◆ KUTIPAN TEKS
==================================================
UNTUK ANAK DAN DEWASA RENTAN
Langkah Paus Fransiskus membela martabat korban dan Gereja Universal
Sahabat-sahabat terkasih dalam Kristus,
Di sore ini, sembari mendaraskan Rosario menapaki bulan Mei bersama Bunda kita, kita akan menatap satu babak kelam dalam sejarah Gereja kita: pelecehan seksual terhadap anak-anak dan orang dewasa rentan. Kejahatan yang bukan hanya menghancurkan martabat pribadi para korban, tetapi menggerogoti Gereja itu sendiri, meninggalkan bekas luka yang tak terhapuskan. Konon, tugas ini telah sejak semula menjadi “tugas” bagi kepemimpinan Paus Fransiskus sendiri. Untuk memahami arti penting langkah-langkah Paus, kita perlu sejenak menoleh ke belakang.
Sebelum Jorge Mario Bergoglio menduduki Takhta Petrus, isu pelecehan seksual telah menjadi krisis yang mengguncang pondasi institusi Gereja Katolik. Laporan-laporan dari berbagai belahan dunia mengungkap pola penyembunyian, kurangnya akuntabilitas, dan penanganan yang sering mengecewakan para korban. Budaya menutup-nutupi, kekhawatiran akan skandal, dan lemahnya mekanisme efektif untuk menindaklanjuti kasus, menciptakan lingkungan yang permisif bagi para pelaku dan menyengsarakan para korban. Suara-suara para penyintas terabaikan, keadilan hanya samar-samar terdengar.
==================================================
◆ DAFTAR DATA
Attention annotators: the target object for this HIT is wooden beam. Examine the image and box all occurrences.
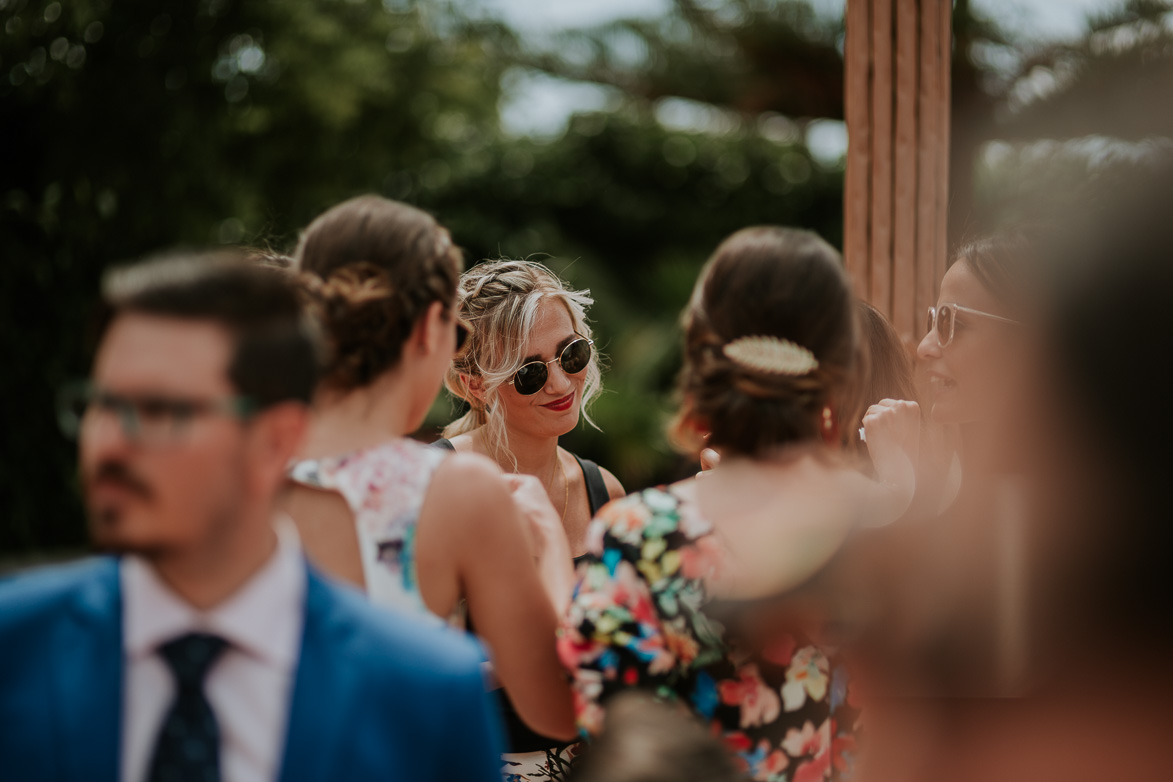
[889,0,921,341]
[902,2,947,339]
[843,0,872,297]
[868,0,894,318]
[843,0,952,345]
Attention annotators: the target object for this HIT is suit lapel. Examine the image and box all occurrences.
[279,567,361,782]
[52,559,122,782]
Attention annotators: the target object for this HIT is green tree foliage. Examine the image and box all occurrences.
[0,0,502,552]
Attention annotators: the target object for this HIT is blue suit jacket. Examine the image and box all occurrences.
[0,558,501,782]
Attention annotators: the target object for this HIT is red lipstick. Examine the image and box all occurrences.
[542,393,575,413]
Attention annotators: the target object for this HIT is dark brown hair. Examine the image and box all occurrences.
[838,299,916,449]
[294,196,462,390]
[954,224,1045,318]
[673,226,855,456]
[100,251,320,408]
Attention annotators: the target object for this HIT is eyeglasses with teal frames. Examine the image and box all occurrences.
[57,381,259,444]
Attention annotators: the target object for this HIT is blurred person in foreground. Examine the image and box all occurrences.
[560,227,908,780]
[0,256,500,782]
[436,260,624,778]
[286,196,574,756]
[867,163,1173,782]
[843,226,1042,698]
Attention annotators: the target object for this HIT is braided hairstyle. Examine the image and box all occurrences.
[293,196,463,392]
[671,226,856,456]
[443,260,603,461]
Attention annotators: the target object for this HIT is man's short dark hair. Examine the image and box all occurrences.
[101,252,320,408]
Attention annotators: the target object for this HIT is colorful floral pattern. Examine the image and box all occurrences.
[558,489,859,782]
[290,438,448,617]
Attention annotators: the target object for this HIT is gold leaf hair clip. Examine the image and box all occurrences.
[721,336,819,376]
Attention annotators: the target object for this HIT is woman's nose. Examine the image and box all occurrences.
[916,328,941,361]
[545,361,574,396]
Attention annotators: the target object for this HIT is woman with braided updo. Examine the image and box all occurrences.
[436,260,624,778]
[286,196,574,752]
[558,227,896,780]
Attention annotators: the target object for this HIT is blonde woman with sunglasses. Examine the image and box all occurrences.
[436,260,624,778]
[275,196,574,750]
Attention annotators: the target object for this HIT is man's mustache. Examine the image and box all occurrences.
[88,461,152,499]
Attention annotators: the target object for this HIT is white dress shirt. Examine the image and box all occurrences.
[121,521,306,782]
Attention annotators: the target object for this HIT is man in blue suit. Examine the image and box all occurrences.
[0,256,501,782]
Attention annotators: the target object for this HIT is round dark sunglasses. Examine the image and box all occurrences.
[514,336,595,396]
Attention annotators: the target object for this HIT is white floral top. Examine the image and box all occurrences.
[290,437,448,617]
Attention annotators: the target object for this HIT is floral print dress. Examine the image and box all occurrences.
[289,437,450,624]
[558,489,859,782]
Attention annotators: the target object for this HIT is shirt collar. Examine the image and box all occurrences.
[121,518,306,671]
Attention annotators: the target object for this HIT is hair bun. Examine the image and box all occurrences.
[300,261,414,388]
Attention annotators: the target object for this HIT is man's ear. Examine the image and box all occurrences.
[249,401,310,489]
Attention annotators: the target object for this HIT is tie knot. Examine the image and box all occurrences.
[160,633,226,687]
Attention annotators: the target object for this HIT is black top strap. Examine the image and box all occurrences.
[575,455,611,517]
[432,437,611,516]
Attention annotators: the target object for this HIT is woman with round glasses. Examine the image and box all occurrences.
[916,232,1030,434]
[560,226,880,780]
[276,196,574,752]
[438,260,624,778]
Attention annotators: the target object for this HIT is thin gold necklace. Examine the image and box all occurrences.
[550,446,570,525]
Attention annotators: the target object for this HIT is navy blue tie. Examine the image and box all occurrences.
[148,633,225,782]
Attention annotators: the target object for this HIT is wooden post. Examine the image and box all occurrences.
[843,0,952,344]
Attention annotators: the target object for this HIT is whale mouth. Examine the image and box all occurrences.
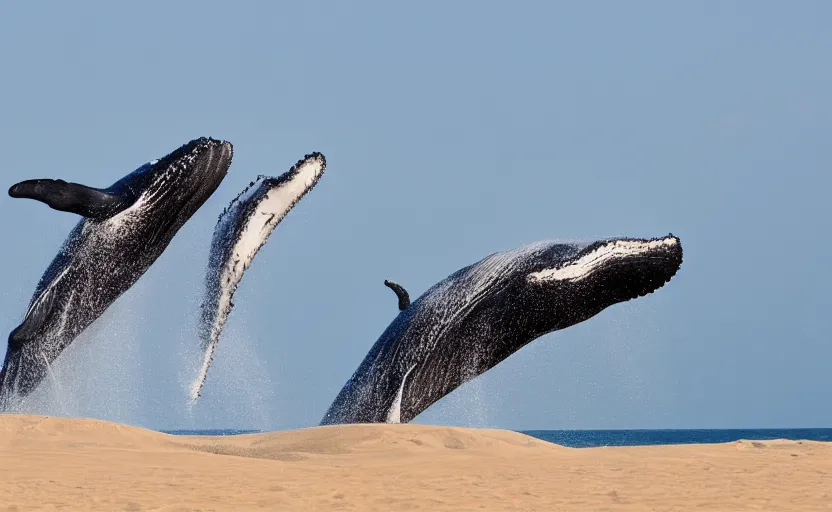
[528,233,682,300]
==================================================
Menurut teks tentang langkah Paus Fransiskus, apa saja yang menciptakan lingkungan yang permisif bagi para pelaku?

◆ JAWABAN TERTULIS
Budaya menutup-nutupi, kekhawatiran akan skandal, dan lemahnya mekanisme efektif untuk menindaklanjuti kasus.